Records drawn from a dataset
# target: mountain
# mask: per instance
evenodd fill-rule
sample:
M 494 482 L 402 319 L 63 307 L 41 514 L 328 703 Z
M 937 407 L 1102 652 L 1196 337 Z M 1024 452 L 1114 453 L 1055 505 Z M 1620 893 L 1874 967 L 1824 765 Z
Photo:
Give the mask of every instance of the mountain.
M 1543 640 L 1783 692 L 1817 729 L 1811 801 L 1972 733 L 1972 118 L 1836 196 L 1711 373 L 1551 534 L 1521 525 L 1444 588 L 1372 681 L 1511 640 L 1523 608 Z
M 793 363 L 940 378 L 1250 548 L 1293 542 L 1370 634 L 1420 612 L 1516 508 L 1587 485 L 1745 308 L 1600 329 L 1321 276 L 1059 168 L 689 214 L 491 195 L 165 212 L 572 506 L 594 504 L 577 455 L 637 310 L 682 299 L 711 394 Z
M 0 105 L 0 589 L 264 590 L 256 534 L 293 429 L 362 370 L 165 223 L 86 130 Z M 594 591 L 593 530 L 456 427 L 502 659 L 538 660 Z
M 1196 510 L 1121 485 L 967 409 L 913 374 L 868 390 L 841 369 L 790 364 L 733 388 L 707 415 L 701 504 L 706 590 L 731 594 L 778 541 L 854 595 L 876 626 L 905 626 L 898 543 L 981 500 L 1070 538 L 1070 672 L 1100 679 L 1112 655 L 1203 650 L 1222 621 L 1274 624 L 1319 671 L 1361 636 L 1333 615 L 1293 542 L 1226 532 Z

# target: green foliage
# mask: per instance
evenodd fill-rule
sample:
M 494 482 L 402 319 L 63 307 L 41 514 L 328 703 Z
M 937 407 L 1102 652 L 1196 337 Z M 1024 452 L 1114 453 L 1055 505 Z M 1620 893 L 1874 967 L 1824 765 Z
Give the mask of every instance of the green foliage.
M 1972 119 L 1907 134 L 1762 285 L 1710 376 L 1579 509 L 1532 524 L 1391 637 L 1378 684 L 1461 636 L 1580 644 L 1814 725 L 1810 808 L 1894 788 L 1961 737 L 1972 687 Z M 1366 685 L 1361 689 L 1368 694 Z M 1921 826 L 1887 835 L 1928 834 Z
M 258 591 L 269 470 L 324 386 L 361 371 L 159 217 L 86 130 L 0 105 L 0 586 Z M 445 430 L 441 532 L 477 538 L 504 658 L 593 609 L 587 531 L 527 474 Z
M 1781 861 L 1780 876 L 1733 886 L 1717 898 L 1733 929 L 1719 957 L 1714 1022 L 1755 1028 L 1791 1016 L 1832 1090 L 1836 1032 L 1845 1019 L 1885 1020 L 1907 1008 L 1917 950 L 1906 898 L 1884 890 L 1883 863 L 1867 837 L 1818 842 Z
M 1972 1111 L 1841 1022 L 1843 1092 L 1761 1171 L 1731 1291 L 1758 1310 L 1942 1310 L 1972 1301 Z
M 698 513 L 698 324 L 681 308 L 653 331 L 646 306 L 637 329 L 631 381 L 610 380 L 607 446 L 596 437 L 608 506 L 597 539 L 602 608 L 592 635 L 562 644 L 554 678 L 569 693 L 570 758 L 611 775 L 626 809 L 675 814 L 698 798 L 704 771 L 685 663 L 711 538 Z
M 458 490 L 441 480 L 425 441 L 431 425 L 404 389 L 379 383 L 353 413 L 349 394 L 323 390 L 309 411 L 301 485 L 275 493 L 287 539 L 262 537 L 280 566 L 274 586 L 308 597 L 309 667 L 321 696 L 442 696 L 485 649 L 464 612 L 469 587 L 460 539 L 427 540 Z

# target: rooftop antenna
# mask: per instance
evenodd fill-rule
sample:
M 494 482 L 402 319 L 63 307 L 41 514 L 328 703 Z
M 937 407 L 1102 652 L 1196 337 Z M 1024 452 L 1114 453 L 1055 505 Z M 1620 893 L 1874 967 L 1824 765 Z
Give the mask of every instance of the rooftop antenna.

*What this task involves:*
The response should consist of all the entries, transcribed exactly.

*Task result:*
# target: mountain
# mask: per instance
evenodd fill-rule
sample:
M 494 482 L 402 319 L 63 307 L 41 514 L 328 703 Z
M 937 407 L 1102 652 L 1196 337 Z M 1024 452 L 1114 453 L 1055 505 Z M 1620 893 L 1874 967 L 1824 765 Z
Photo:
Give the mask of every instance of the mountain.
M 1543 640 L 1783 692 L 1817 729 L 1811 801 L 1972 733 L 1972 118 L 1836 196 L 1711 373 L 1551 534 L 1521 525 L 1444 588 L 1372 681 L 1511 640 L 1523 608 Z
M 793 363 L 940 378 L 1250 548 L 1293 542 L 1370 634 L 1420 612 L 1516 508 L 1587 485 L 1745 308 L 1600 329 L 1321 276 L 1059 168 L 689 214 L 491 195 L 165 212 L 572 506 L 594 504 L 577 455 L 637 310 L 682 299 L 711 394 Z
M 0 105 L 0 589 L 264 590 L 256 534 L 293 429 L 362 370 L 165 223 L 86 130 Z M 594 591 L 593 530 L 456 427 L 502 659 L 538 660 Z
M 1196 510 L 1121 485 L 967 409 L 913 374 L 868 390 L 841 369 L 790 364 L 733 388 L 707 415 L 701 504 L 706 590 L 731 594 L 778 541 L 854 595 L 876 626 L 905 626 L 898 543 L 981 500 L 1070 538 L 1070 672 L 1100 679 L 1112 655 L 1203 650 L 1222 621 L 1274 624 L 1319 671 L 1361 636 L 1333 615 L 1293 542 L 1226 532 Z

# target: green foliage
# mask: per instance
evenodd fill-rule
sample:
M 494 482 L 402 319 L 63 307 L 41 514 L 328 703 Z
M 937 407 L 1102 652 L 1196 337 Z M 1024 452 L 1114 453 L 1055 505 Z M 1620 893 L 1874 967 L 1824 765 Z
Give the mask of every instance of the green foliage.
M 1972 119 L 1907 134 L 1762 285 L 1710 376 L 1579 509 L 1532 524 L 1391 637 L 1378 684 L 1461 636 L 1580 644 L 1814 725 L 1810 808 L 1894 788 L 1961 737 L 1972 687 Z M 1366 685 L 1361 689 L 1368 694 Z M 1921 826 L 1887 835 L 1928 834 Z
M 258 591 L 269 470 L 324 386 L 361 371 L 159 217 L 86 130 L 0 105 L 0 586 Z M 445 430 L 441 532 L 477 538 L 504 658 L 593 609 L 587 531 L 527 474 Z
M 1781 861 L 1780 876 L 1733 886 L 1717 898 L 1733 929 L 1719 957 L 1714 1022 L 1755 1028 L 1791 1016 L 1832 1090 L 1836 1032 L 1845 1019 L 1885 1020 L 1907 1008 L 1917 950 L 1906 898 L 1884 890 L 1883 863 L 1867 837 L 1818 842 Z
M 1972 1111 L 1841 1022 L 1843 1092 L 1761 1171 L 1731 1291 L 1758 1310 L 1942 1310 L 1972 1301 Z
M 698 513 L 698 324 L 681 308 L 653 331 L 646 306 L 637 329 L 631 381 L 610 380 L 607 446 L 596 437 L 608 506 L 597 539 L 602 608 L 592 635 L 562 644 L 554 678 L 569 693 L 570 758 L 611 775 L 626 809 L 675 814 L 698 798 L 704 771 L 685 663 L 711 538 Z
M 458 490 L 441 480 L 425 441 L 431 425 L 404 389 L 379 383 L 353 413 L 349 394 L 323 390 L 309 411 L 301 485 L 275 493 L 287 539 L 262 537 L 280 566 L 274 586 L 308 597 L 309 667 L 321 696 L 442 696 L 485 649 L 464 612 L 469 587 L 460 539 L 427 540 Z

# target: rooftop antenna
# mask: per instance
evenodd fill-rule
sample:
M 494 482 L 402 319 L 63 307 L 41 514 L 328 703 Z
M 937 407 L 1102 652 L 1196 337 Z M 1024 452 L 1114 453 L 1055 505 Z M 1620 893 L 1874 967 L 1824 765 Z
Give the mask of every instance of the rooftop antenna.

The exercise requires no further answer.